# Testo fornito
----------
DAI GIORNALI DI OGGI – Bokertov 26 giugno 2025

Tra tutte le domande lasciate in campo dalla tregua tra Israele e Iran «ce n’è una cruciale», sottolinea il Corriere della Sera. «Che fine hanno fatto gli oltre 400 chilogrammi di uranio pericolosamente arricchito al 60% U-235 di Khamenei?». Secondo il Corriere, «bisogna passare da qui per capire cosa rimane del programma nucleare iraniano dopo le potenti 14 bombe penetranti GBU-57 messe a disposizione dal presidente Usa Donald Trump, capaci di scavare nella cosiddetta “montagna atomica”, cioè il sito di Fordow». Al riguardo ci sono versioni «molto distanti».
----------
# Dati in ingresso
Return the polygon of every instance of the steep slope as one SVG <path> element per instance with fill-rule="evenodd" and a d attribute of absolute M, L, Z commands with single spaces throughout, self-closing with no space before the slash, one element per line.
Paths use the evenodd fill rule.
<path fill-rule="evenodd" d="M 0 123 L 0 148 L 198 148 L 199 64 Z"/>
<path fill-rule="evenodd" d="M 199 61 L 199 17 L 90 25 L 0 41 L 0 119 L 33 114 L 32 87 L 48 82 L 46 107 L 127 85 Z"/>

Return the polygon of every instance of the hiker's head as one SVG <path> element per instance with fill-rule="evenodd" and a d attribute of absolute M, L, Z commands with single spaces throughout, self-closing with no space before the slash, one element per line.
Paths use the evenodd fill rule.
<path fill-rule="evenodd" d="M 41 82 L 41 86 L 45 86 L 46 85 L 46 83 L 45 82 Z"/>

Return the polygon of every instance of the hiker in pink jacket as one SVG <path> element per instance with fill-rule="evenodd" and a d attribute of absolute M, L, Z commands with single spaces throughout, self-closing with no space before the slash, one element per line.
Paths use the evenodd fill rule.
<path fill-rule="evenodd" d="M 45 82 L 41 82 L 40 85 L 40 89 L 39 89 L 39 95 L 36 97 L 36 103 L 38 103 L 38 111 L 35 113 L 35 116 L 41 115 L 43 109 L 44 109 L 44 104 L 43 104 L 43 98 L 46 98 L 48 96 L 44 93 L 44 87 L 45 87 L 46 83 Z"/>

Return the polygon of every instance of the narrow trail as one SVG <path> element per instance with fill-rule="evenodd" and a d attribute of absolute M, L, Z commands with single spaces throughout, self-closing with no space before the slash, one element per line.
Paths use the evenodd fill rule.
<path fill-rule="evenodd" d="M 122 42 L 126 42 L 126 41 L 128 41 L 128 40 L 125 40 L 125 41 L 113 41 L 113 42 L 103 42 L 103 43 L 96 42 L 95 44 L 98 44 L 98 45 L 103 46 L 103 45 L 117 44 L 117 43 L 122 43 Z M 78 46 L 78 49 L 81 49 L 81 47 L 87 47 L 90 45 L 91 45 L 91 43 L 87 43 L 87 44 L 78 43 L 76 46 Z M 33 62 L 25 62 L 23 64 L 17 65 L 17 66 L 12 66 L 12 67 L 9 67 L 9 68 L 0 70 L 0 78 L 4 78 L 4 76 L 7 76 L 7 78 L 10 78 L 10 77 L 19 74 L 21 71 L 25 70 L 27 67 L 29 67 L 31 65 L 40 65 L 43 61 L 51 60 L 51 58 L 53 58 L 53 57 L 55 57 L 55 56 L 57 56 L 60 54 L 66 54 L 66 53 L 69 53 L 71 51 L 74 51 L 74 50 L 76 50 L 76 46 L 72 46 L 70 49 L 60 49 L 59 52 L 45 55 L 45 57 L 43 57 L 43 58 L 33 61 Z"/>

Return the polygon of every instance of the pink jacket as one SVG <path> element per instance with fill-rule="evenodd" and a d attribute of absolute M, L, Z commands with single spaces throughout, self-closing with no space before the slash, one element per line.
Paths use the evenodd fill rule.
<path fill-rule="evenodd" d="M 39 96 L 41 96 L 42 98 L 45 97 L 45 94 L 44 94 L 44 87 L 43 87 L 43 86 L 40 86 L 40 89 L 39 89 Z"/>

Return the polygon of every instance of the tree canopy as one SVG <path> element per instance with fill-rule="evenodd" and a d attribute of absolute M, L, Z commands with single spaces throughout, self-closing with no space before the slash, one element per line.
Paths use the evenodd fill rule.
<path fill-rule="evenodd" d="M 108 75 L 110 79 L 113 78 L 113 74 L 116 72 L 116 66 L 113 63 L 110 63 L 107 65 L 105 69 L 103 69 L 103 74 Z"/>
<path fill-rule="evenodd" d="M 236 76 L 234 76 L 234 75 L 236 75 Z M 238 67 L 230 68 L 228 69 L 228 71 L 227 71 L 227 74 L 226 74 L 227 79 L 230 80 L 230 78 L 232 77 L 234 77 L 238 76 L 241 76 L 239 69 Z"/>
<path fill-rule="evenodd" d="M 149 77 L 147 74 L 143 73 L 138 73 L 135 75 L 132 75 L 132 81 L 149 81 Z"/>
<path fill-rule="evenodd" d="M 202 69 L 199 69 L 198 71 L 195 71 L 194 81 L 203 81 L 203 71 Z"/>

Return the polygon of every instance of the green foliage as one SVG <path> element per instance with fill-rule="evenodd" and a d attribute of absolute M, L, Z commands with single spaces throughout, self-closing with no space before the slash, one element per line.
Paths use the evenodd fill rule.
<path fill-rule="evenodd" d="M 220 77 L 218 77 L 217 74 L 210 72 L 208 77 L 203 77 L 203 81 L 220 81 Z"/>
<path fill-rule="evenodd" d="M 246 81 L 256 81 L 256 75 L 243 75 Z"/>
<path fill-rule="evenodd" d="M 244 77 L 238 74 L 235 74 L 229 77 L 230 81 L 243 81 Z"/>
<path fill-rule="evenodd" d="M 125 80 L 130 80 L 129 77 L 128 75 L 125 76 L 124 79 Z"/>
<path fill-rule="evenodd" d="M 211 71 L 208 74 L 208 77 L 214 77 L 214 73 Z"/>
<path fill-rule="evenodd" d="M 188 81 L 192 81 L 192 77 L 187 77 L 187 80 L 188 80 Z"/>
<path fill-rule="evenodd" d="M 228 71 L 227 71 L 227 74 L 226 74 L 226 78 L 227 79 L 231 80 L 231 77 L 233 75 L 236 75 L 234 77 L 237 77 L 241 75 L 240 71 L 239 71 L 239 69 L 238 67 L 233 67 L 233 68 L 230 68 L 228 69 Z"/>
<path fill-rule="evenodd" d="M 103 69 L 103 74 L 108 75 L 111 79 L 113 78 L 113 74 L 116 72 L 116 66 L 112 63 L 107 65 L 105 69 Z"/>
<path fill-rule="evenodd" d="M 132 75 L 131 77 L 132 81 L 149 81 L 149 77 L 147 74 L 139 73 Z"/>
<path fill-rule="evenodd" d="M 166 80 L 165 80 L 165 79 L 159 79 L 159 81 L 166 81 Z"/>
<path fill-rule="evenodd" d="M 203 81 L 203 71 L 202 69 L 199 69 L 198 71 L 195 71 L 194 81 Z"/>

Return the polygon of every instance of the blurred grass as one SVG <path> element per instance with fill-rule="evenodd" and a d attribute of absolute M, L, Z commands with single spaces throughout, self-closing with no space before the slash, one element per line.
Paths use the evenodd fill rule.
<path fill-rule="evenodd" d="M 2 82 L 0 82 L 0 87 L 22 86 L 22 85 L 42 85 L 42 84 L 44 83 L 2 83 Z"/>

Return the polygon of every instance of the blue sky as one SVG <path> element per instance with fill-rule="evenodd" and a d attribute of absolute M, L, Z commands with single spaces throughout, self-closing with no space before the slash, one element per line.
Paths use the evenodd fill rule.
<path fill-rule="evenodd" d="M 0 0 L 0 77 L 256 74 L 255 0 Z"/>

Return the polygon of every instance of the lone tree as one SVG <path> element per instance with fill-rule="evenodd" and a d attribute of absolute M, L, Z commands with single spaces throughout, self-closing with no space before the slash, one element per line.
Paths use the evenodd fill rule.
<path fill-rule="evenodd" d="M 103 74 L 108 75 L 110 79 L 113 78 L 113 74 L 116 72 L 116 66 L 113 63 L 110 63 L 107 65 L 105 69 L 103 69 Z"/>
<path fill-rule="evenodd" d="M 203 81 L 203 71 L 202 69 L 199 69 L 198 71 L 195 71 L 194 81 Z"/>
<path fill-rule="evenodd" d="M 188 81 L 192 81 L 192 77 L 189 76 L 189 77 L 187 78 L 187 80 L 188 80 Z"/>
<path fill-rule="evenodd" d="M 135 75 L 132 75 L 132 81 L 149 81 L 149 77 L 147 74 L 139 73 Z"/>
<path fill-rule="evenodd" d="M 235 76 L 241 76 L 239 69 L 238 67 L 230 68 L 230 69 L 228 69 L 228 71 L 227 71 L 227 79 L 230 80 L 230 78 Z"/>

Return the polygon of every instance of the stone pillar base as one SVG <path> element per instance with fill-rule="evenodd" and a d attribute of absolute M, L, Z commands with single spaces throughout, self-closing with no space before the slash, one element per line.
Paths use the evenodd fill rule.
----------
# Azioni richieste
(1) Traduci in inglese questa frase della rassegna stampa sull'uranio iraniano: "Tra tutte le domande lasciate in campo dalla tregua tra Israele e Iran «ce n’è una cruciale», sottolinea il Corriere della Sera."
(2) Riassumi in due frasi la rassegna stampa sull'uranio iraniano.
(3) Porta avanti la rassegna stampa sull'uranio iraniano, ripartendo dopo la sua ultima frase.
Le righe non hanno alcun legame con la rassegna stampa sull'uranio iraniano.

# Risposte per compito
(1) Among all the questions left open by the truce between Israel and Iran, "there is one crucial one," the Corriere della Sera points out.

(2) Secondo il Corriere della Sera, dopo la tregua tra Israele e Iran resta cruciale sapere che fine abbiano fatto gli oltre 400 chilogrammi di uranio arricchito al 60% di Khamenei. Da questo dipende la valutazione di ciò che rimane del programma nucleare iraniano dopo le 14 bombe penetranti GBU-57 messe a disposizione da Trump e capaci di scavare nel sito di Fordow, ma al riguardo le versioni sono molto distanti.

(3)
«Scorge qualche nesso fra quanto accaduto in Iran e le chance di risolvere il dramma a Gaza?», chiede La Stampa al politologo statunitense Charles Kupchan. «Netanyahu ora deve trovare una soluzione politica, quella militare è evidente ha esaurito ogni forza e il livello di sofferenza umanitaria a Gaza è inaccettabile», risponde l’esperto. Per Kupchan, «il premier israeliano ha uno scenario, dopo il successo su Teheran e l’indebolimento del cosiddetto “Asse della resistenza”, per svoltare e coinvolgere magari l’Autorità nazionale palestinese nella gestione della situazione».

Torna sul tavolo l’ipotesi di elezioni anticipate in Israele. Una ipotesi che, secondo alcuni, starebbe stuzzicando il premier Benjamin Netanyahu dato in risalita nei sondaggi. Repubblica chiede un parere a Meir Litvak, il direttore del Centro sugli studi iraniani dell’Università di Tel Aviv. Litwak è scettico, ritenendolo un azzardo perché «la sua coalizione di governo non ha ancora la maggioranza, pur avendo il Likud riguadagnato posizioni».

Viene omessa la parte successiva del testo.